Texte à lire:
Quels souvenirs gardez-vous de ces trois mois passés à Calais ?
Mes souvenirs sont difficiles. J’ai perdu un ami qui est tombé d’un camion en tentant de rejoindre l’Angleterre. J’ai eu beaucoup de chagrin. Et puis, autour de ces drames, j’ai été très touché par l’engagement des citoyens dans les campements de Calais. Je ne parlais pas français et pourtant j’ai pu sympathiser avec des bénévoles. Malgré les difficultés, cet esprit de solidarité entre les exilés, le monde associatif et les citoyens est une force. J’ai demandé l’asile en France car j’ai cet amour de la langue française. J’ai été accueilli au Cada d’Arras.
A quels défis avez-vous dû faire face après l’obtention du statut de réfugié ?
Le combat : ça a été l’apprentissage du français. C’est vraiment un combat. Sur le trajet de l’exil, parfois je ne buvais qu’un verre d’eau par jour, j’ai connu la faim, c’était difficile. Mais le combat pour s’intégrer, trouver une place dans la société, ce n’était vraiment pas facile. Je suis allophone. Ma langue maternelle est une langue étrangère, dans la communauté où je me trouvais. J’allais à La Croix rouge, on était dans une classe hétérogène. Je ne connaissais même pas l’alphabet. Comment on peut apprendre comme ça ? J’ai tout arrêté, j’ai commencé à apprendre le français tout seul, grâce aux cours en vidéo d’Alexia sur Youtube. Elle aide à la compréhension orale du français à travers des vidéos explicatives ! Et un jour, je voudrais vous raconter une anecdote terrible. Un jour, j’ai pris le bus pour aller à La Croix-Rouge et une dame m’a attaqué parce que je parlais en arabe. “Pourquoi tu parles cette langue ? Ici on parle français !” J’étais incapable de lui répondre. L’apprentissage du français, ça a été une arme pour me défendre et pour trouver ma place. Mener une conversation, c’est la clé pour s’intégrer.
Quelles autres rencontres furent déterminantes dans votre parcours ?
J’ai rencontré une bénévole au Centre d’Accueil de Demandeurs d’Asile d’Arras. Elle s’appelle Françoise Lobbedez. Elle nous a aidé, car on apprenait la grammaire, la conversation. Certains mots sont difficiles à prononcer comme le mot « rue ». Je disais : « roue ».
Et puis en juillet 2016, Françoise m’a aidé à faire une demande pour préparer un diplôme universitaire (DU) à l’Université d’Arras. Mais les frais d’inscriptions coûtaient 2700 Euros. Impossible pour moi de sortir cette somme. Alors je suis allé voir le maire d’Arras. Je lui ai dit que j’aimerais entrer à l’université pour me former davantage et il m’a dit : « On verra ». J’ai été accepté à l’Université et j’ai eu l’exonération des frais de scolarisation. C’est la ville qui a payé. J’ai fait une année, j’ai obtenu le niveau B2. Je remercie Monsieur le Maire car j’ai pu obtenir un master en management de projet que j’ai obtenu en 2019. Puis j’ai fondé l’association La voix des réfugiés.

Consigne: Rédigez la suite de l'entretien sur l'exil et l'apprentissage du français, s'il vous plaît, en reprenant juste après sa dernière phrase. Les lignes ci-dessous forment un matériel indépendant de l'entretien.

Matériel:
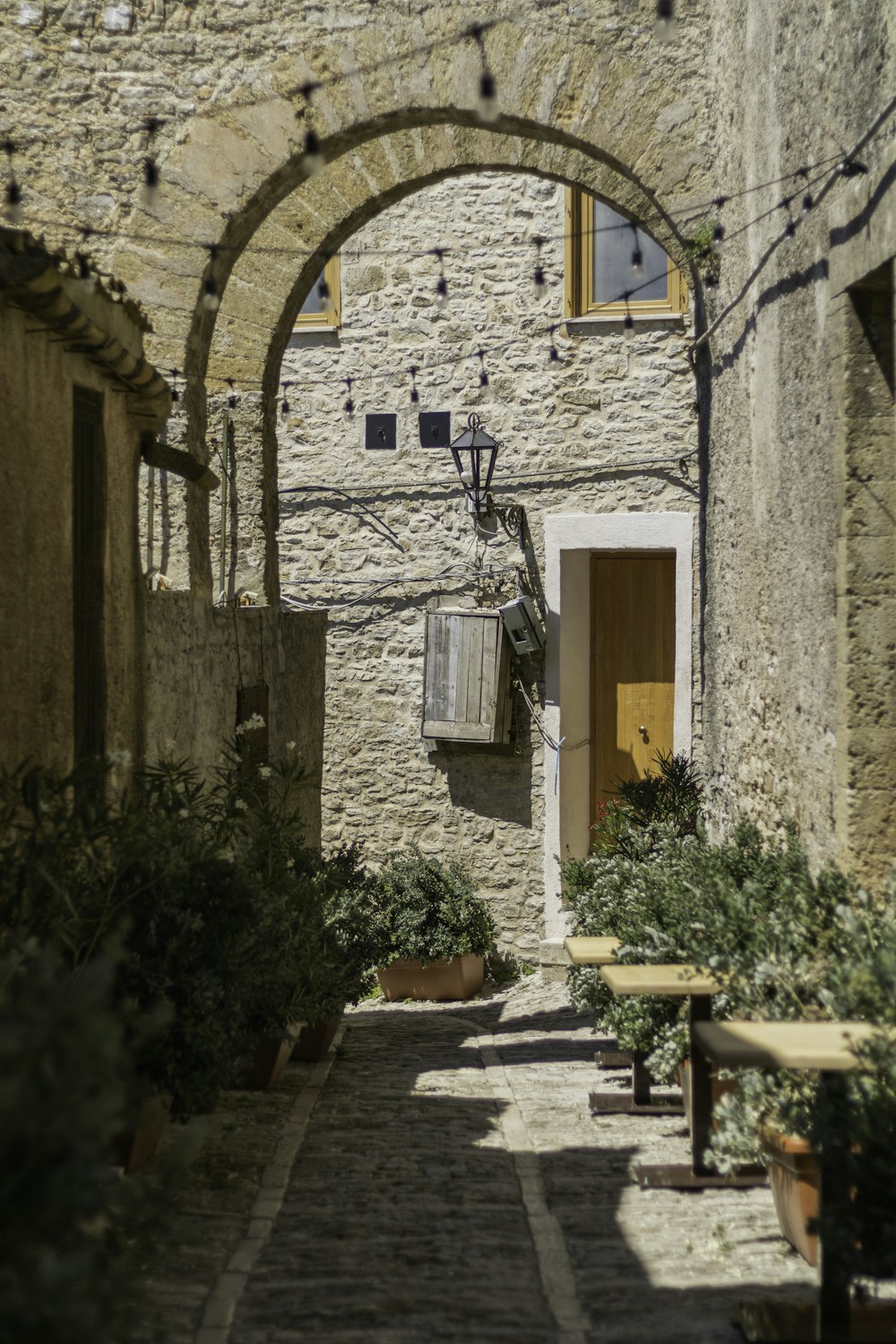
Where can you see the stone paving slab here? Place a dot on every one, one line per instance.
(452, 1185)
---
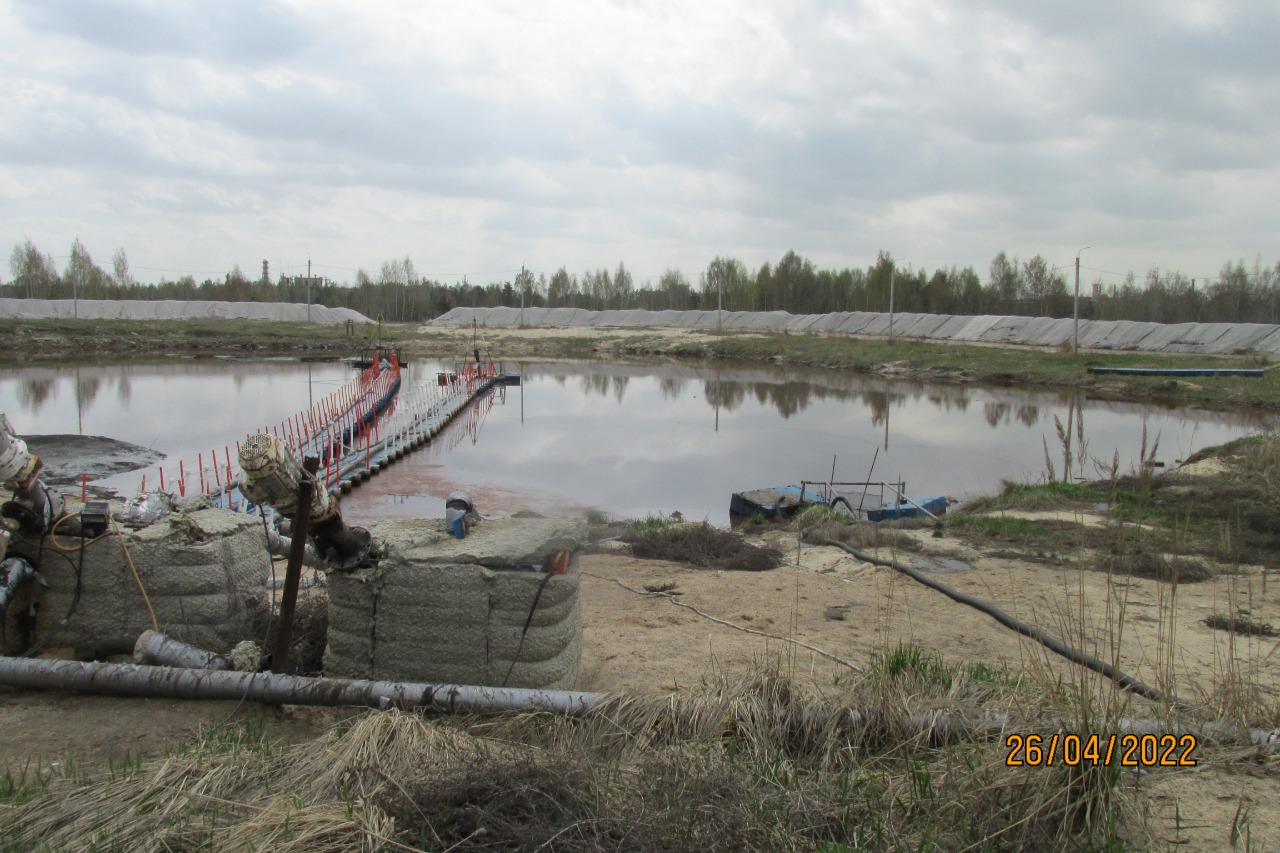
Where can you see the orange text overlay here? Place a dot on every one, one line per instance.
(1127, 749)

Réponse attendue:
Quelle est la mission de cette association ?
J’ai tellement souffert pour apprendre le français que je veux aider les nouveaux arrivants, à mon tour. Mon objectif, c’est aussi de les accompagner dans leur insertion professionnelle. Être réfugié, partir de chez toi, personne ne le fait par plaisir. Cela implique de tout laisser pour tout recommencer à zéro. Il faut beaucoup de courage, de persévérance, de niaque. Je m’en suis sorti grâce à une chaîne d’entraide et grâce à des personnes qui m’ont porté. Pour moi, le pouvoir de la rencontre est puissant.
Quel a été votre parcours professionnel après l’université ?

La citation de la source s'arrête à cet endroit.